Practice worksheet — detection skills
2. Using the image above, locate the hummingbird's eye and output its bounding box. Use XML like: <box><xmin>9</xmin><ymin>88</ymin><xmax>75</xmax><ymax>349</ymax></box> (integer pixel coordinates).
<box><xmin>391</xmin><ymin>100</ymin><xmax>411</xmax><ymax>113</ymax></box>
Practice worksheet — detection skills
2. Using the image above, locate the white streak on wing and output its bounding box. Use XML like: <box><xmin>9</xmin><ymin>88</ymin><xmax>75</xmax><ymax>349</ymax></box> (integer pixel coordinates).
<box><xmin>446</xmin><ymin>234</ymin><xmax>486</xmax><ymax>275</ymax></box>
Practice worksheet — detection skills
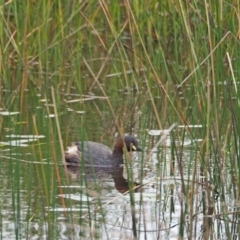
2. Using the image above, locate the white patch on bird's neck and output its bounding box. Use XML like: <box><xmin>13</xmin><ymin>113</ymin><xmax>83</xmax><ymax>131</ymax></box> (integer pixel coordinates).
<box><xmin>67</xmin><ymin>145</ymin><xmax>78</xmax><ymax>153</ymax></box>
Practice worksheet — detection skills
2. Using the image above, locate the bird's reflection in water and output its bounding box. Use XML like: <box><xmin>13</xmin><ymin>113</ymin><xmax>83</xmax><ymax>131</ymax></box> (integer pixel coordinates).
<box><xmin>66</xmin><ymin>164</ymin><xmax>141</xmax><ymax>193</ymax></box>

======

# EXERCISE AIM:
Format the entries above as a two-column CSV with the columns "entry" and "answer", one row per entry. Put each entry's text and its answer in their own quoted fields, replace any line breaks with spaces, and leave out the pictures.

# WORKED SOLUTION:
entry,answer
"Practice worksheet — detection skills 2. Using the image above, locate the hummingbird's eye and output its bounding box. Use XML like: <box><xmin>9</xmin><ymin>88</ymin><xmax>75</xmax><ymax>349</ymax></box> (integer pixel coordinates).","<box><xmin>391</xmin><ymin>100</ymin><xmax>411</xmax><ymax>113</ymax></box>"
"Practice worksheet — detection skills 2. Using the image above, locate the white streak on wing and output its bounding box. Use XML like: <box><xmin>9</xmin><ymin>88</ymin><xmax>75</xmax><ymax>349</ymax></box> (integer pixel coordinates).","<box><xmin>446</xmin><ymin>234</ymin><xmax>486</xmax><ymax>275</ymax></box>"
"Practice worksheet — detection skills 2. Using the image above, locate the white patch on bird's neck and output its bounding box. Use XML like: <box><xmin>13</xmin><ymin>113</ymin><xmax>83</xmax><ymax>131</ymax></box> (integer pixel coordinates).","<box><xmin>67</xmin><ymin>145</ymin><xmax>78</xmax><ymax>153</ymax></box>"
"Practice worksheet — detection skills 2. Using the image above, locate the bird's reflection in water and output its bounding box. Use XML like: <box><xmin>13</xmin><ymin>113</ymin><xmax>83</xmax><ymax>131</ymax></box> (integer pixel coordinates).","<box><xmin>66</xmin><ymin>164</ymin><xmax>141</xmax><ymax>193</ymax></box>"